Work to do:
Reproduce the listing below word for word, leaving out the pictures.

• • • •

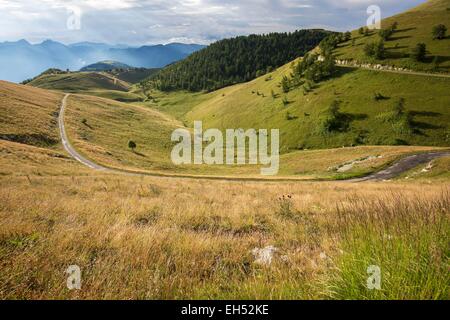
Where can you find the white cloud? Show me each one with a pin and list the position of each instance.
(160, 21)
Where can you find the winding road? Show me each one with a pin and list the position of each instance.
(392, 171)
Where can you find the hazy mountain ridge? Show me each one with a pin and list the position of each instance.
(21, 60)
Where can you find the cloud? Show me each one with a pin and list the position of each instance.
(138, 22)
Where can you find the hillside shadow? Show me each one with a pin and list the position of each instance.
(140, 154)
(399, 38)
(342, 71)
(425, 113)
(344, 120)
(418, 126)
(405, 30)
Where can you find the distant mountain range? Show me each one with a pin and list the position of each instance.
(21, 60)
(106, 65)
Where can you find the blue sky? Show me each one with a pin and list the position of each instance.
(139, 22)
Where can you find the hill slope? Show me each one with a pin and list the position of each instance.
(414, 26)
(106, 65)
(236, 60)
(301, 116)
(28, 115)
(375, 108)
(22, 60)
(79, 82)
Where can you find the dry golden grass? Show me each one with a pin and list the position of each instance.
(156, 238)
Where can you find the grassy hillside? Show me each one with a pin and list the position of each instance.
(80, 82)
(235, 60)
(414, 26)
(251, 105)
(133, 75)
(106, 65)
(194, 239)
(28, 115)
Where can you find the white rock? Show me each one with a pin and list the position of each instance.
(264, 256)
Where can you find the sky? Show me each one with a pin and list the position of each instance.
(142, 22)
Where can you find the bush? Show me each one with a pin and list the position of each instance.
(439, 32)
(285, 84)
(419, 52)
(332, 121)
(132, 145)
(385, 34)
(375, 50)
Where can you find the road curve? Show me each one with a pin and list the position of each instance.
(403, 165)
(414, 73)
(65, 141)
(394, 170)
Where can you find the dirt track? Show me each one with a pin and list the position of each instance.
(394, 170)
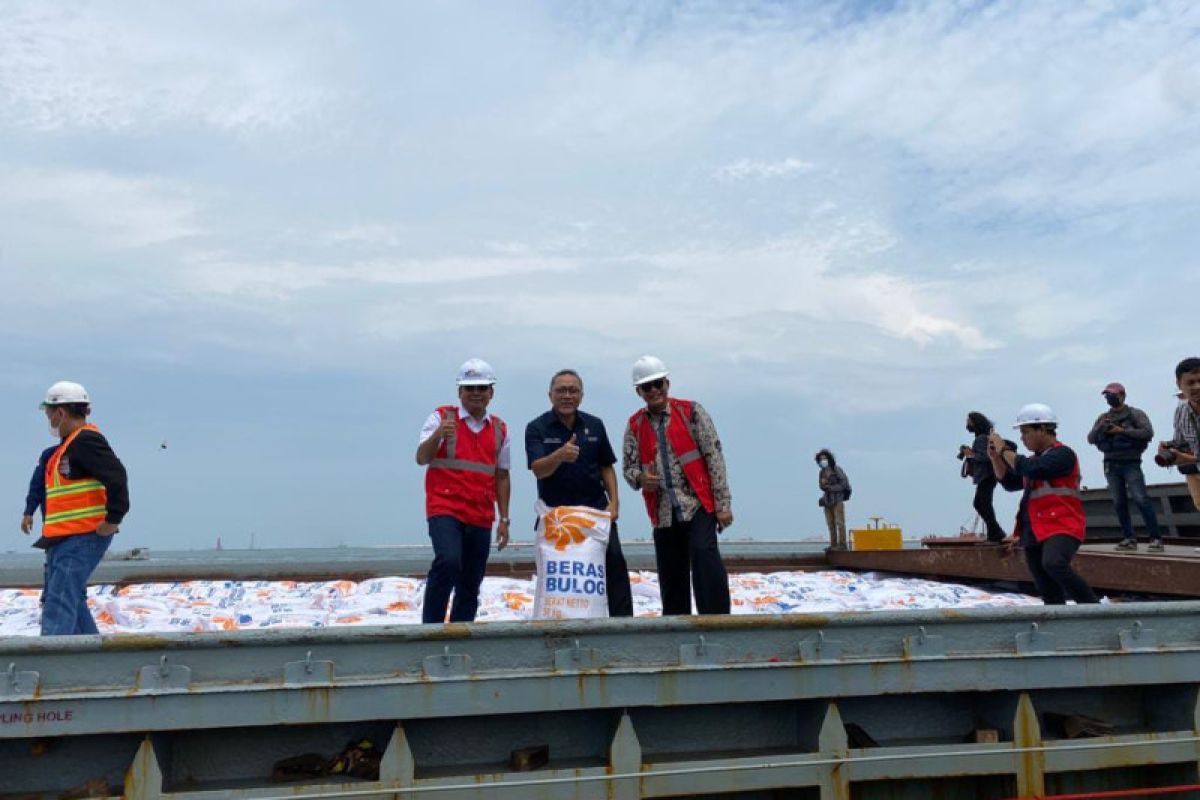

• • • •

Exercise result:
Where can you find the white cloud? Show me each one with a pin and list the position of each instance.
(160, 21)
Where can you find the winding road? Show me each one with a pin and list the position of each instance.
(392, 171)
Where can you find the hazy mountain ridge? Show me each one with a pin and list the position of each instance.
(21, 60)
Where can you find the cloud? Show me each one with a pin and list the position of each instance.
(138, 22)
Where can you find the hillside shadow? Show me each one with a pin and list the position of each instance.
(140, 154)
(399, 38)
(342, 71)
(425, 113)
(344, 120)
(418, 126)
(405, 30)
Where can you find the distant mountain range? Show me each one with a pin and list the position of each instance.
(21, 60)
(106, 65)
Where can you find the blue sky? Show me each one with a pin and list the position of each instance.
(139, 22)
Where can you find the hill slope? Show me each one with a pin and list the position of each instance.
(414, 26)
(106, 65)
(236, 60)
(301, 116)
(28, 115)
(375, 108)
(22, 60)
(79, 82)
Where can you find the dry golden grass? Show me each one with a pin and list the position of each instance.
(156, 238)
Where can you find the grassy hillside? Show me each one with a pin and list the position of each instance.
(80, 82)
(235, 60)
(414, 26)
(251, 105)
(133, 75)
(106, 65)
(194, 239)
(28, 115)
Where can you find the white rock? Show me each one with a pin and list the position of each instance.
(264, 256)
Where can you find the sky? Show me each one with a pin and list the position of each instance.
(142, 22)
Where can you find the bush? Show me each one with a pin and list the position of each instance.
(439, 32)
(285, 84)
(419, 52)
(332, 121)
(132, 145)
(385, 34)
(375, 50)
Where can you find the road curve? Show me each one with a pin and list the position of each instance.
(403, 165)
(414, 73)
(65, 141)
(394, 170)
Where can you find the dirt track? Show me each one with a pin and list the position of each instance.
(394, 170)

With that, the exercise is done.